— Assignment —
Restate the entries word for word, omitting nothing.

=======

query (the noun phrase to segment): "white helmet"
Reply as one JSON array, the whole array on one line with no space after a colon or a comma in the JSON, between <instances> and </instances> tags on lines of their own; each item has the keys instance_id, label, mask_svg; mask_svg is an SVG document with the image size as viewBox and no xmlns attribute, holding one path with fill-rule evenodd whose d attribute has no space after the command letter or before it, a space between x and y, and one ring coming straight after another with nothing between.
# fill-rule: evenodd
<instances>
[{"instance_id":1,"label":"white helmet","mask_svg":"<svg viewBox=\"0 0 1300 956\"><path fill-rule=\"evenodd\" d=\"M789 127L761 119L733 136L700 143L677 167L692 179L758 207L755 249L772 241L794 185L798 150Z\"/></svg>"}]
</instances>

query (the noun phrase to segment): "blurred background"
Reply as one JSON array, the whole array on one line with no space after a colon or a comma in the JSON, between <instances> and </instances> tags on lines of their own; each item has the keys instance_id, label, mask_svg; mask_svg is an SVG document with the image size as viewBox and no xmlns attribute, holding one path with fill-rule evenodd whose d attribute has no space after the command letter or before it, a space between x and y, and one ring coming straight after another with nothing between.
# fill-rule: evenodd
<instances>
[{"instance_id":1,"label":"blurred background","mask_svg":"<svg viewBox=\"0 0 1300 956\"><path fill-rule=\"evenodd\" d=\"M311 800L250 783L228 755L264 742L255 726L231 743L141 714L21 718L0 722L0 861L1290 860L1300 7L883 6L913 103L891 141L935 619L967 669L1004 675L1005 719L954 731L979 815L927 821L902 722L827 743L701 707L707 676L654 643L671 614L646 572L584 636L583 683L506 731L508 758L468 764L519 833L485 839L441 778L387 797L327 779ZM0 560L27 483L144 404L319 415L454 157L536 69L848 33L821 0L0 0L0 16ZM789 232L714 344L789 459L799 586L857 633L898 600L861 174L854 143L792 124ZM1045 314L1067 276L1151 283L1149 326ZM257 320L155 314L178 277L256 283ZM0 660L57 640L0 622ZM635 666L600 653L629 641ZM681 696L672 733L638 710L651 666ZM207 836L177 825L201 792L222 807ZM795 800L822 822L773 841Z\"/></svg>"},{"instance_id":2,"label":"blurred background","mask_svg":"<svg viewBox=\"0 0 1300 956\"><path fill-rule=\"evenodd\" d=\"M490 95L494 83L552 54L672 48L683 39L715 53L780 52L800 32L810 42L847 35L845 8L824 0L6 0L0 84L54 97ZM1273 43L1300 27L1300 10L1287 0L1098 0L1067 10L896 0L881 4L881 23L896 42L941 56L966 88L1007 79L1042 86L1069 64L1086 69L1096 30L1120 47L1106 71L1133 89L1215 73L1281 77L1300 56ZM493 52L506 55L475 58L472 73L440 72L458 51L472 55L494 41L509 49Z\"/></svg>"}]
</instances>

=======

— Answer to the exercise —
query (the noun phrase to segment): "white helmet"
Reply as one JSON array, the whole array on one line with no space after a colon or a comma in the JSON, between <instances> and </instances> tags on lines of their own; each item has the keys instance_id, label, mask_svg; mask_svg is an SVG document with the image size as viewBox and no xmlns attribute, holding one path with fill-rule evenodd whose d attribute has no space after the command letter or before it, a space between x and y, and one ring coming straight after another with nothing between.
# fill-rule: evenodd
<instances>
[{"instance_id":1,"label":"white helmet","mask_svg":"<svg viewBox=\"0 0 1300 956\"><path fill-rule=\"evenodd\" d=\"M789 127L761 119L733 136L700 143L677 167L692 179L758 207L755 249L772 241L794 185L798 150Z\"/></svg>"}]
</instances>

query (the noun phrase to segment): "blurred background"
Reply as one JSON array, the whole array on one line with no space after a colon or a comma in the JSON, between <instances> and </instances> tags on lines of their own; each item has the keys instance_id, label, mask_svg; mask_svg is an SVG document with the image size as viewBox and no xmlns attribute, holding one path with fill-rule evenodd whose d attribute has no space after the command letter or before it, a space between x and y, and one ring coming straight after another with nothing between.
# fill-rule: evenodd
<instances>
[{"instance_id":1,"label":"blurred background","mask_svg":"<svg viewBox=\"0 0 1300 956\"><path fill-rule=\"evenodd\" d=\"M311 800L250 783L228 755L264 742L255 726L231 743L141 714L21 718L0 722L0 861L1290 860L1300 7L883 6L913 103L891 141L935 619L967 669L1004 675L1005 719L954 731L979 815L927 821L902 722L827 743L701 707L707 676L654 643L671 614L646 572L584 636L583 683L506 731L508 758L468 764L519 833L485 839L441 778L387 797L327 779ZM0 560L27 483L144 404L319 415L454 157L536 69L848 33L821 0L0 0L0 16ZM789 232L714 344L789 459L799 586L857 633L898 600L861 174L854 143L792 124ZM1045 314L1067 276L1151 283L1149 326ZM257 320L155 314L178 277L256 283ZM0 660L57 640L0 622ZM635 666L600 653L629 641ZM681 696L672 733L638 710L651 666ZM207 836L177 825L201 792L222 807ZM795 800L822 822L773 841Z\"/></svg>"},{"instance_id":2,"label":"blurred background","mask_svg":"<svg viewBox=\"0 0 1300 956\"><path fill-rule=\"evenodd\" d=\"M490 95L494 83L552 54L672 48L683 39L715 53L780 52L800 32L810 42L847 35L845 8L824 0L6 0L0 84L54 97ZM1273 43L1300 27L1300 10L1287 0L1098 0L1067 10L896 0L881 4L881 23L896 42L941 56L966 88L1007 79L1042 86L1069 64L1086 69L1096 30L1120 47L1106 71L1133 89L1215 73L1281 77L1300 56ZM493 52L506 55L475 58L472 73L440 72L458 51L472 55L494 41L509 49Z\"/></svg>"}]
</instances>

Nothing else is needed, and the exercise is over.